_What is required_
Your response should contain every record below, copied exactly.

=== Exercise materials ===

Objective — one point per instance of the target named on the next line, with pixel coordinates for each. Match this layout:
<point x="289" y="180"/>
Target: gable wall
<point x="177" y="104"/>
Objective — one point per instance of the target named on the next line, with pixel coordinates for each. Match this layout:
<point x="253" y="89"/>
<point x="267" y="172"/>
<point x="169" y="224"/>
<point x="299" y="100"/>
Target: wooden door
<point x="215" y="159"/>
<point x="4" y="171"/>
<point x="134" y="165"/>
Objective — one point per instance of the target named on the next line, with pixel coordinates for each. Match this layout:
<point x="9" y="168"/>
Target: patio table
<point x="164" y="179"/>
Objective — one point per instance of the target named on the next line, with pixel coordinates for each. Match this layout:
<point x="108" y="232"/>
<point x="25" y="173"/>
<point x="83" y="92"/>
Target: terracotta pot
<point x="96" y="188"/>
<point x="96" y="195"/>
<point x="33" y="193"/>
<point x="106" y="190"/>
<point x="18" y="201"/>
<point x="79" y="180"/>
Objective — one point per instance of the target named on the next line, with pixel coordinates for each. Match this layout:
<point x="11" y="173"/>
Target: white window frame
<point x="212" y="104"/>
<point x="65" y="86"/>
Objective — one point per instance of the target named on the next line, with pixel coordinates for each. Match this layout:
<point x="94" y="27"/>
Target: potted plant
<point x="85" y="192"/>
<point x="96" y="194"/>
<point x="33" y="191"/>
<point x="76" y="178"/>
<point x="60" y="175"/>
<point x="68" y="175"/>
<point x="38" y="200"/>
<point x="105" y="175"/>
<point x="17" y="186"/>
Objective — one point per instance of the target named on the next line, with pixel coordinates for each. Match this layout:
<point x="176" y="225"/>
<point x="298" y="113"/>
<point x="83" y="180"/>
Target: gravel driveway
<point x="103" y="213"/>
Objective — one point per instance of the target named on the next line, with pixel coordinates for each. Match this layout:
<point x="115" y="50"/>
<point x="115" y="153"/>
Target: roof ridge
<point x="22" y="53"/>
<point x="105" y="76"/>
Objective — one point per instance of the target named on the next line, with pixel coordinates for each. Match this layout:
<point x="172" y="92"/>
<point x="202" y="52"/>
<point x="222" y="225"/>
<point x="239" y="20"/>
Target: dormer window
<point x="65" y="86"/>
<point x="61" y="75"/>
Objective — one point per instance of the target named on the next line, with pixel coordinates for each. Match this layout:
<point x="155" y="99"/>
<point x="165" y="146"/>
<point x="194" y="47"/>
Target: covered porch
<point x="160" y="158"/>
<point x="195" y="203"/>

===

_Response_
Objective — one point per instance of the target named on the next line, with pixel coordinates for each. Match this layout:
<point x="289" y="180"/>
Target: gable wall
<point x="177" y="104"/>
Objective — one point per instance of the target named on the next line, with pixel coordinates for each. Match this layout:
<point x="253" y="89"/>
<point x="267" y="172"/>
<point x="169" y="224"/>
<point x="299" y="100"/>
Target: wooden door
<point x="215" y="159"/>
<point x="4" y="171"/>
<point x="134" y="165"/>
Objective — one point per instance of the target named on the next line, with pixel coordinates for each. Match this layout:
<point x="9" y="168"/>
Target: patio table
<point x="164" y="179"/>
Objective — one point per instance of the target named on the next line, with pixel coordinates for each. Match this layout:
<point x="108" y="232"/>
<point x="25" y="173"/>
<point x="83" y="92"/>
Target: terracotta pot
<point x="96" y="188"/>
<point x="96" y="195"/>
<point x="33" y="193"/>
<point x="106" y="190"/>
<point x="18" y="201"/>
<point x="79" y="180"/>
Objective — one point per instance of the target named on the next line, with pixel coordinates for each. Match this layout:
<point x="11" y="173"/>
Target: white window frame
<point x="212" y="104"/>
<point x="65" y="86"/>
Objective — one point per instance of the target named on the next line, with pixel coordinates for each. Match this layout:
<point x="94" y="27"/>
Target: potted plant
<point x="85" y="192"/>
<point x="96" y="194"/>
<point x="33" y="191"/>
<point x="76" y="178"/>
<point x="60" y="175"/>
<point x="68" y="175"/>
<point x="38" y="200"/>
<point x="105" y="175"/>
<point x="17" y="186"/>
Objective — one point per instance of the target named on the next line, with pixel coordinates for each. Match this layout:
<point x="176" y="225"/>
<point x="298" y="113"/>
<point x="83" y="180"/>
Target: gravel driveway
<point x="103" y="213"/>
Objective — one point per instance of the target named on the next line, with pixel coordinates for each. Match this layout:
<point x="115" y="50"/>
<point x="115" y="153"/>
Target: roof ridge
<point x="22" y="53"/>
<point x="105" y="76"/>
Objective — one point per instance of the target named on the next line, with pixel coordinates for each. Match this layout:
<point x="172" y="92"/>
<point x="202" y="52"/>
<point x="222" y="225"/>
<point x="239" y="20"/>
Target: dormer window
<point x="65" y="86"/>
<point x="61" y="75"/>
Objective — one point per instance of the target named on the next line, with pixel coordinates for each. Match this layout:
<point x="155" y="99"/>
<point x="165" y="146"/>
<point x="194" y="47"/>
Target: covered porch
<point x="160" y="158"/>
<point x="195" y="203"/>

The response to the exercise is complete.